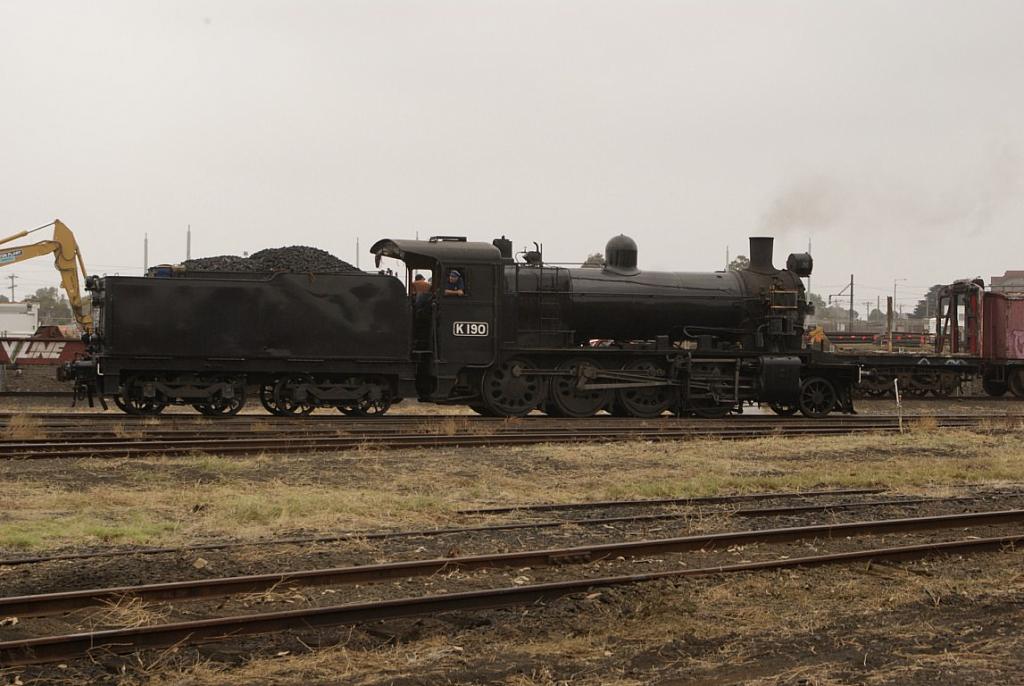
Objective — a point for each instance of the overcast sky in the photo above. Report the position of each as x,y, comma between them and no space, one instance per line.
889,133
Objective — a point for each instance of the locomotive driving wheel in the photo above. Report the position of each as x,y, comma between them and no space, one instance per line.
509,390
566,399
645,402
784,409
817,397
286,398
374,403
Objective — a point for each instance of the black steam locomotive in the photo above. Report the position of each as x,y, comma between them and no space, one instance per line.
517,335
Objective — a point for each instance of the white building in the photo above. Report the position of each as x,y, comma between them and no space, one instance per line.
18,318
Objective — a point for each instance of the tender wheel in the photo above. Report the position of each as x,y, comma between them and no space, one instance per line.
993,387
878,385
784,409
131,399
710,410
284,397
1016,383
645,402
509,389
367,408
565,399
266,399
817,397
221,406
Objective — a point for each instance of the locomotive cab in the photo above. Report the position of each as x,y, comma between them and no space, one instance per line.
454,326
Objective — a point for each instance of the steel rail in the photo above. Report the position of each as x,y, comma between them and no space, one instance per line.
249,445
701,500
430,532
119,641
55,603
81,438
80,433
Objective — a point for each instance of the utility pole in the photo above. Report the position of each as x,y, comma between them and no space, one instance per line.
851,302
889,322
808,275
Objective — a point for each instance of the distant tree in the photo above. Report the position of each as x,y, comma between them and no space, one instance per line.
930,303
53,306
741,262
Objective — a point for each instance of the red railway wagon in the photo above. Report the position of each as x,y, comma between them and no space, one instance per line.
973,323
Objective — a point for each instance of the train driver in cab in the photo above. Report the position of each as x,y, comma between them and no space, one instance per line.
456,285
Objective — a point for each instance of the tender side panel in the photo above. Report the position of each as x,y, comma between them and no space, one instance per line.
314,316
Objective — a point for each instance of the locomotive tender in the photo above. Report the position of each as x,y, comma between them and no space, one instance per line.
523,335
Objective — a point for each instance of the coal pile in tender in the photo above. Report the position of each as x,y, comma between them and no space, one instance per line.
292,258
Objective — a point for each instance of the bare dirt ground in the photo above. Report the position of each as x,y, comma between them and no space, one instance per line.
948,619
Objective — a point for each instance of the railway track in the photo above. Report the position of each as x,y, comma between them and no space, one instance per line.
53,648
726,506
154,438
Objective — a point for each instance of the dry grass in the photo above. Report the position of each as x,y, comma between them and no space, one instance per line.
751,629
158,500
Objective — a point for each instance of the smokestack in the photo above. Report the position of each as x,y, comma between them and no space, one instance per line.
761,254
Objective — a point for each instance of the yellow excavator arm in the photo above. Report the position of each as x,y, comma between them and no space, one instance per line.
67,258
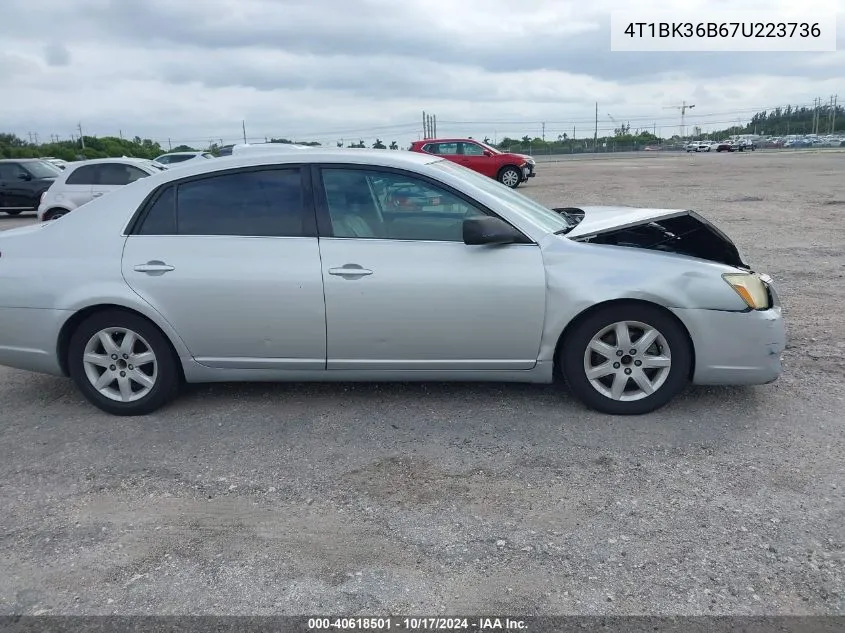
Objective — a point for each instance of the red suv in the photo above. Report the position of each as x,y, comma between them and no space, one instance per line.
509,169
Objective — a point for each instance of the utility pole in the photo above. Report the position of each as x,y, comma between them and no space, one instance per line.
830,114
683,108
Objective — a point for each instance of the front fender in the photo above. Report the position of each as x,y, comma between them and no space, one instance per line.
118,294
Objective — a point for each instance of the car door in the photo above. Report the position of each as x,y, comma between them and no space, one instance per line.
231,261
473,155
403,292
7,171
76,189
112,176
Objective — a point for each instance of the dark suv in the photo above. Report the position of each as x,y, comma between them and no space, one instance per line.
22,181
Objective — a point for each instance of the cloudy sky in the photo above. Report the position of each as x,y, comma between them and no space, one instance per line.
192,70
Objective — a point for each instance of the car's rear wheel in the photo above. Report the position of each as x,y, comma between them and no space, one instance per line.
54,214
122,363
626,359
510,176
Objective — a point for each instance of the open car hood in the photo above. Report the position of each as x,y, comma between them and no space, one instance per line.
669,230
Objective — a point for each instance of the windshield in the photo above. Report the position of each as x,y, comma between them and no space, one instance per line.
521,205
42,169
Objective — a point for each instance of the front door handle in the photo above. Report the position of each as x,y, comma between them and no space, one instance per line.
350,271
154,267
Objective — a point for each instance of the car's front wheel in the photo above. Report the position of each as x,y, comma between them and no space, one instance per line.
510,176
122,363
626,359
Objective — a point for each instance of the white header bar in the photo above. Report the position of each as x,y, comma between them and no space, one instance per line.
725,31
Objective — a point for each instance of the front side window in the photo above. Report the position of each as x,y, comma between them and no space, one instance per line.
11,171
265,203
446,149
84,175
390,205
42,169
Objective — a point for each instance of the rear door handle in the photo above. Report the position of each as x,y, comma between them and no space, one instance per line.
350,271
154,267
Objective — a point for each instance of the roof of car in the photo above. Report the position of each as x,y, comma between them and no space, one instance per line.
449,140
374,157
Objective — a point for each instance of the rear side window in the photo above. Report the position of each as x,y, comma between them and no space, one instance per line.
10,171
265,203
84,175
161,218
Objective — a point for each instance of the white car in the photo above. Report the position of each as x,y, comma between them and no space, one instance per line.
173,159
82,181
699,146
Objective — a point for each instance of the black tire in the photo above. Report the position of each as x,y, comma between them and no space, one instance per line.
572,358
53,214
168,377
505,175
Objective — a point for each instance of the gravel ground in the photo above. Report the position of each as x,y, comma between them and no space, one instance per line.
426,499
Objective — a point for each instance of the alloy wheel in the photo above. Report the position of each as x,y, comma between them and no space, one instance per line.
627,360
120,364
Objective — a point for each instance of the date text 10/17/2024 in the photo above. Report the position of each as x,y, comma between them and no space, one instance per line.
417,624
722,31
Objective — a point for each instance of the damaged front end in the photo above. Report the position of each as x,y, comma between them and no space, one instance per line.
673,231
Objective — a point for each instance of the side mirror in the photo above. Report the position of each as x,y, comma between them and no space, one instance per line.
489,230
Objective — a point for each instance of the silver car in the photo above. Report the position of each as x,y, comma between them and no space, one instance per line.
367,265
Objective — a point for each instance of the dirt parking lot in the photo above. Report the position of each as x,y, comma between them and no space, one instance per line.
368,499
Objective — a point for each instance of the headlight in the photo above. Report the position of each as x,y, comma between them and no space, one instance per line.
751,288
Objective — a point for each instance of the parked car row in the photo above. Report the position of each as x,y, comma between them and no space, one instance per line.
728,145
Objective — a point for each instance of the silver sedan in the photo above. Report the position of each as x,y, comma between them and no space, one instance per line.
342,265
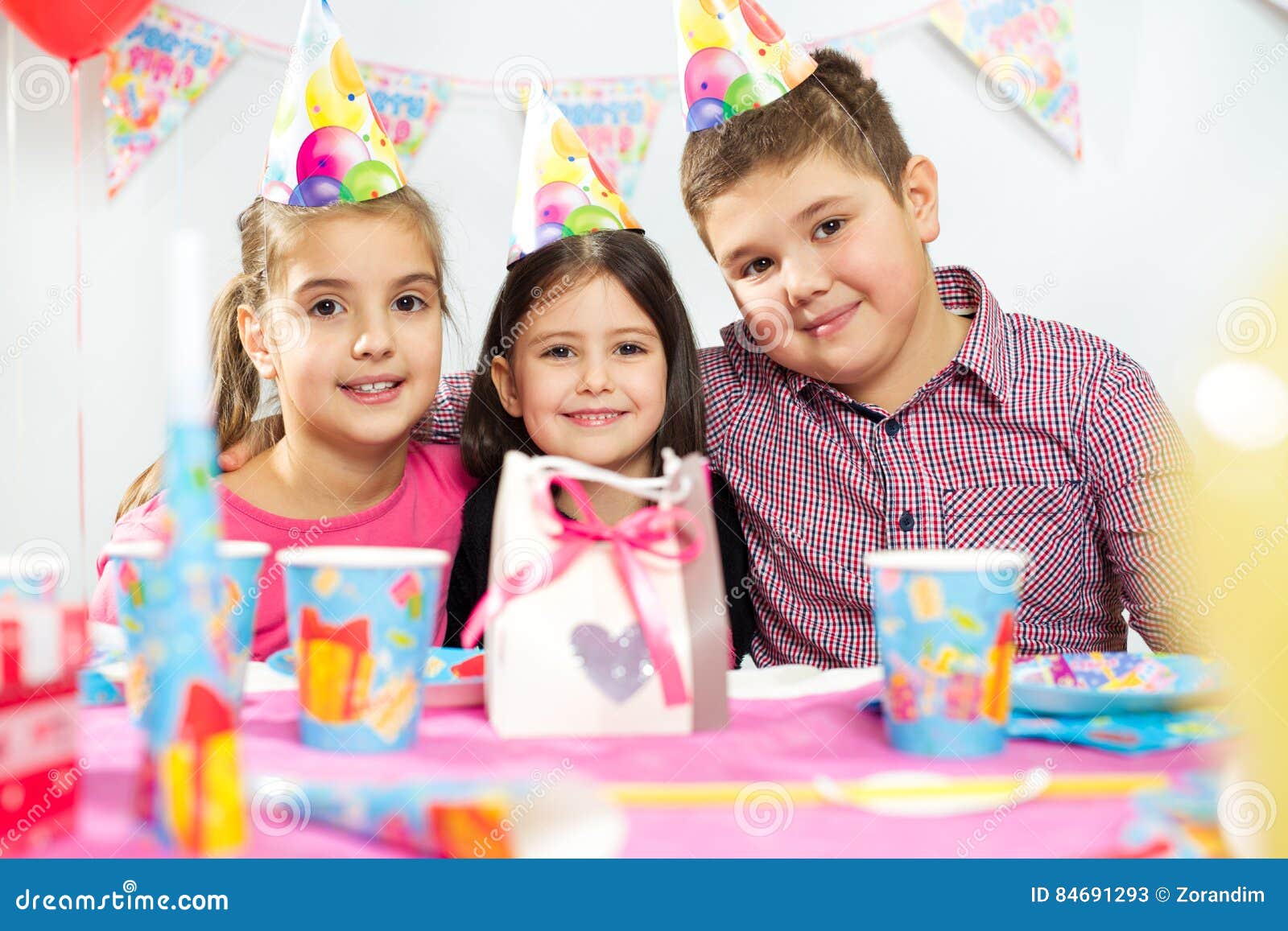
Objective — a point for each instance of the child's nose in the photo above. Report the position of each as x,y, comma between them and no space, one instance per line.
805,278
375,339
596,377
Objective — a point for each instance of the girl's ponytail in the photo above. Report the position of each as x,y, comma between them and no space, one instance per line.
236,389
267,232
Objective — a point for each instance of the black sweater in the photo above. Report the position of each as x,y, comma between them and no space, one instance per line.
469,571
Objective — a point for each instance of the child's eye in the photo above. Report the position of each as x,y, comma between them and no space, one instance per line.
326,308
410,303
828,229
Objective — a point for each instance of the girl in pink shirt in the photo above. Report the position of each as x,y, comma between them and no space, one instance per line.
341,308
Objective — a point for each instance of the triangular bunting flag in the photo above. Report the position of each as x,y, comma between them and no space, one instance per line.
1026,58
407,103
616,120
154,76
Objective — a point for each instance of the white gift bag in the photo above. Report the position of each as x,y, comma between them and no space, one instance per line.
603,630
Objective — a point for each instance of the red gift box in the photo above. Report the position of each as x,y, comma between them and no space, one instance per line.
39,766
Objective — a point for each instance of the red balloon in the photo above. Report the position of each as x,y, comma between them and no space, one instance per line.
74,29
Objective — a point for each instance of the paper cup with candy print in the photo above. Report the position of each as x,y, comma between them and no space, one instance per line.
946,624
130,564
361,624
231,628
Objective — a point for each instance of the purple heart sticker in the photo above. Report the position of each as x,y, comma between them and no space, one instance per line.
616,666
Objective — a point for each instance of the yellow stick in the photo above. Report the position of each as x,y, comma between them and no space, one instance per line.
691,795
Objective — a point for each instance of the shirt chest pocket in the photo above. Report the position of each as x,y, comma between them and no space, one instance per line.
1028,518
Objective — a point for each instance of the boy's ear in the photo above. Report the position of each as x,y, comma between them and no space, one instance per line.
921,190
254,341
502,379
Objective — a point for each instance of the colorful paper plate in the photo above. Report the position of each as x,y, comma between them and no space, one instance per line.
1113,682
454,678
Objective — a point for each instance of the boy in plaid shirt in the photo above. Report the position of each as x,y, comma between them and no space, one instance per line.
869,401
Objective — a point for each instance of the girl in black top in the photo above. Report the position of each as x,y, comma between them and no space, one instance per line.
589,354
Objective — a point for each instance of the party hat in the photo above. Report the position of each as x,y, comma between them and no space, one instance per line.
562,190
733,58
328,142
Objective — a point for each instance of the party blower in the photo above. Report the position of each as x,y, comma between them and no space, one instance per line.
190,789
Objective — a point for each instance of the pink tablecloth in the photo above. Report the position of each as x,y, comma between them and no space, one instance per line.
770,740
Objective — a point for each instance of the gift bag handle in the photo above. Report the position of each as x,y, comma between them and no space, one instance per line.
669,488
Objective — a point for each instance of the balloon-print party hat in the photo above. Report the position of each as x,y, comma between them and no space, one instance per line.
562,190
733,58
328,142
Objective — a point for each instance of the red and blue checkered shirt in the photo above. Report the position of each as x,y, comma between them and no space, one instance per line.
1037,437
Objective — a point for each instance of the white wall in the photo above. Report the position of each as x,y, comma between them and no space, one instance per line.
1144,242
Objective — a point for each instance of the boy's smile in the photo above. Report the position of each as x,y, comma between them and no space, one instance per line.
832,274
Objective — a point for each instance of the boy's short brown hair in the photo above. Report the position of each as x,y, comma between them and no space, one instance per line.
836,107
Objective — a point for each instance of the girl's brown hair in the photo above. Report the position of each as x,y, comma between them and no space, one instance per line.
268,232
531,287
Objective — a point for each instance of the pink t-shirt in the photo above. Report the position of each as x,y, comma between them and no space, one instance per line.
424,510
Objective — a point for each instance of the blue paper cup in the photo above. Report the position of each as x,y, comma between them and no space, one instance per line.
129,566
946,626
361,624
134,564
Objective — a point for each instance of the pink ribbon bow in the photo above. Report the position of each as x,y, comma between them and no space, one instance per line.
650,529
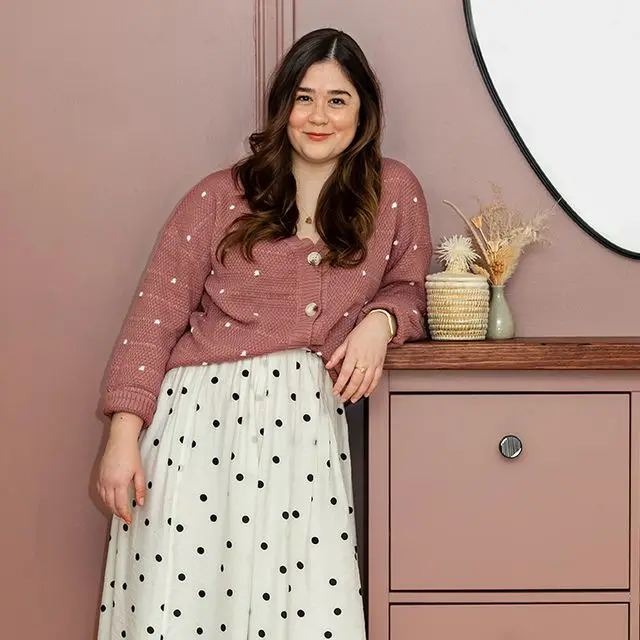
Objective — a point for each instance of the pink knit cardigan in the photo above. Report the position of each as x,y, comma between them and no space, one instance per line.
193,311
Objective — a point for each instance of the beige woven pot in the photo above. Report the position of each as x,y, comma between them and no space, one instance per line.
457,306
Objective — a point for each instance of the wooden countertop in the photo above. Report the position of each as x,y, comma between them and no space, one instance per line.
569,354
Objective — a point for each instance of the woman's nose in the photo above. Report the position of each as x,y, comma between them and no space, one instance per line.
319,114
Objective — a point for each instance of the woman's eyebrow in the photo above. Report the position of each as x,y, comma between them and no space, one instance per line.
332,92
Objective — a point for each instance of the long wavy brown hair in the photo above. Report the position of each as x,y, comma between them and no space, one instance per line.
348,203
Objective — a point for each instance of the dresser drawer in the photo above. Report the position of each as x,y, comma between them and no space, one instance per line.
510,621
465,517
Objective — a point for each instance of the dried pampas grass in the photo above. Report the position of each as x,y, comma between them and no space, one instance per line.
500,236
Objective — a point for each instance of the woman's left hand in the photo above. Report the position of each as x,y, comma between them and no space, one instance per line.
362,355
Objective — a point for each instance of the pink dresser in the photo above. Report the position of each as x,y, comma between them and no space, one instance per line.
504,492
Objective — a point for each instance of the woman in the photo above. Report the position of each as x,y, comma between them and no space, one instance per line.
268,302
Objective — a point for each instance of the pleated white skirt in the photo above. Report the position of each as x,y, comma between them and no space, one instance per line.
247,530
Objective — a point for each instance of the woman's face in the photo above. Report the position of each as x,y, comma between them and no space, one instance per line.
324,118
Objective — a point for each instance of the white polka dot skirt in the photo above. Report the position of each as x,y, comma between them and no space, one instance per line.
247,530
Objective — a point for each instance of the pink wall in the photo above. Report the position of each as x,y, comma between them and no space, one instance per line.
442,122
110,111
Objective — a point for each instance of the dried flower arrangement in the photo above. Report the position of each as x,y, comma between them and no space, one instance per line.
457,254
500,236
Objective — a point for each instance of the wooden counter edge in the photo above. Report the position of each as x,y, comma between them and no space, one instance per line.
524,354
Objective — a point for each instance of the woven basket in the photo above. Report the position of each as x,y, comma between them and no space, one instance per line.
457,306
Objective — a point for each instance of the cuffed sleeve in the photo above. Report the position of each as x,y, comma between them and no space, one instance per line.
170,291
402,289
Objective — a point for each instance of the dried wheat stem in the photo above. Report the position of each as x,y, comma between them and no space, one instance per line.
480,240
==============================
**DIRECTIVE**
Keep only the lines from the one containing "Objective — a point for each instance of the pink wall" to the end of the entries, and repeat them exactly.

**ANSWER BELOW**
Objective — a point for each instance of the pink wall in the photo above. Report the position of each as x,y, comma between them and no space, one instance per line.
442,122
110,111
Objective — a point for each instance of the dried flower arrangement in the photo above. Report the position of each as x,y, comma between them and no space, one instance per line.
457,254
500,236
Objective — a point for each instance of the wooden counter edge in the photo above. Report the position of each as x,y, comma between them and no space, one instance per line.
524,354
Objective — a point for each instance of the woven basket in the photo above. Report the position of each as x,y, comma between them and no space, one instance per line.
457,306
Objective — a point for each instance of the cuffed sleeve in the photo above. Report the position of each as x,y, comma between them and no space, one instance per line.
170,291
402,289
Objective — a point for each instance of the dried wheat stem in the photo above. Report the position of each as x,y, comma between them and no space, one instance per line.
480,240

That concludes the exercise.